- [Consigne]
Reproduisez mot pour mot un passage de l'article sur le RéseauIQ. Commencez aux mots qui contiennent « Le RéseauIQ appelle » et arrêtez-vous après « le président du RéseauIQ. ».

Le RéseauIQ appelle les ingénieurs à leur devoir de témoigner

Le Réseau des ingénieurs du Québec (RéseauIQ) qualifie d'«excellente nouvelle» l'élargissement des pouvoirs de la commission Charbonneau. «Nous avons enfin les véritables pouvoirs pour aller au fond des choses», lance Yves Lavoie, président du RéseauIQ. L'organisation professionnelle regroupe 59 000 ingénieurs au Québec.

«Cela fait déjà trois ans que les ingénieurs tapent du poing sur la table pour dire: «donnons-nous la capacité de sortir les pommes pourries du boisseau et de protéger les gens qui vont venir divulguer des choses»», rappelle M. Lavoie. L'obligation de comparaître et la protection des témoignages étaient nécessaires à l'efficacité de l'enquête, selon le président du RéseauIQ.

- [Données fournies]

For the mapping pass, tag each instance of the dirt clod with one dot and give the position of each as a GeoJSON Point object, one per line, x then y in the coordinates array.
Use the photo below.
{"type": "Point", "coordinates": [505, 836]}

- [Résultat de l'exercice]
Le RéseauIQ appelle les ingénieurs à leur devoir de témoigner

Le Réseau des ingénieurs du Québec (RéseauIQ) qualifie d'«excellente nouvelle» l'élargissement des pouvoirs de la commission Charbonneau. «Nous avons enfin les véritables pouvoirs pour aller au fond des choses», lance Yves Lavoie, président du RéseauIQ. L'organisation professionnelle regroupe 59 000 ingénieurs au Québec.

«Cela fait déjà trois ans que les ingénieurs tapent du poing sur la table pour dire: «donnons-nous la capacité de sortir les pommes pourries du boisseau et de protéger les gens qui vont venir divulguer des choses»», rappelle M. Lavoie. L'obligation de comparaître et la protection des témoignages étaient nécessaires à l'efficacité de l'enquête, selon le président du RéseauIQ.